> **Required work**:
A single number is the answer here: the count of lines in the records below in which the word "clicks" appears.

> **Exercise materials**:
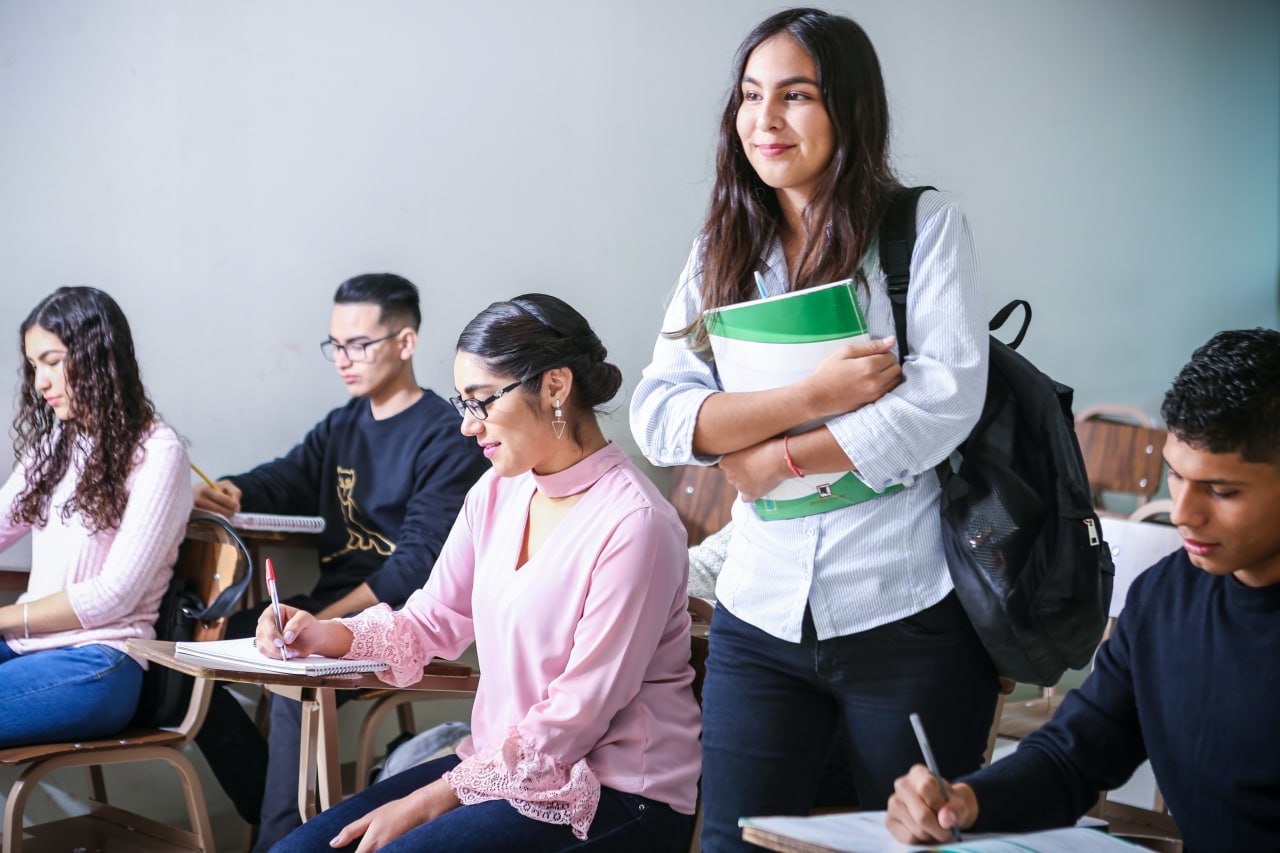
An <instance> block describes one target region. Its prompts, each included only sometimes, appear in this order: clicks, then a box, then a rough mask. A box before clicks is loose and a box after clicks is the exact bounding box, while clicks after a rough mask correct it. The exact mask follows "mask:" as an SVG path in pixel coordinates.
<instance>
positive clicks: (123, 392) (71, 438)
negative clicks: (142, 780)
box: [0, 287, 191, 747]
mask: <svg viewBox="0 0 1280 853" xmlns="http://www.w3.org/2000/svg"><path fill="white" fill-rule="evenodd" d="M19 346H20V350H22V352H23V357H24V360H23V368H22V375H23V384H22V389H20V392H19V405H18V414H17V415H15V418H14V434H15V435H17V442H15V446H14V456H15V459H17V462H15V470H14V473H13V475H12V476H10V478H9V480H8V482H6V483H5V484H4V487H3V488H0V549H4V548H8V547H9V546H10V544H13V543H14V542H17V540H18V539H22V538H23V537H24V535H27V534H28V533H29V534H31V537H32V548H31V551H32V560H31V562H32V565H31V580H29V581H28V585H27V592H26V593H24V594H23V596H22V597H20V598H19V599H18V603H15V605H9V606H5V607H0V634H3V639H0V747H10V745H22V744H32V743H45V742H56V740H67V739H79V738H96V736H104V735H109V734H113V733H115V731H119V730H120V729H123V727H124V726H125V725H128V722H129V720H131V719H132V717H133V713H134V711H136V710H137V703H138V693H140V689H141V685H142V667H143V663H142V662H141V661H137V660H134V658H132V657H129V656H128V654H127V653H125V651H124V644H125V640H128V639H131V638H138V639H152V638H154V637H155V620H156V613H157V611H159V606H160V598H161V597H163V596H164V592H165V588H166V587H168V584H169V578H170V575H172V571H173V564H174V560H175V558H177V556H178V543H179V542H180V540H182V537H183V533H184V530H186V523H187V516H188V515H189V512H191V485H189V474H188V467H187V465H188V462H187V451H186V450H184V448H183V446H182V441H180V439H179V438H178V435H177V434H175V433H174V432H173V429H170V428H169V427H168V425H165V424H163V423H160V421H159V420H157V418H156V411H155V407H154V406H152V405H151V400H150V398H148V397H147V393H146V389H145V388H143V387H142V379H141V377H140V373H138V362H137V360H136V359H134V355H133V337H132V334H131V333H129V324H128V321H127V320H125V319H124V314H123V313H122V311H120V307H119V306H118V305H116V304H115V301H114V300H113V298H111V297H110V296H108V295H106V293H104V292H102V291H99V289H95V288H92V287H63V288H59V289H56V291H55V292H54V293H51V295H50V296H47V297H45V298H44V300H42V301H41V302H40V305H37V306H36V307H35V309H33V310H32V313H31V314H29V315H28V316H27V319H26V320H23V323H22V328H20V329H19Z"/></svg>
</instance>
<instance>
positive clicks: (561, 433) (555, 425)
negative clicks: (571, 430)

> **Task result**:
5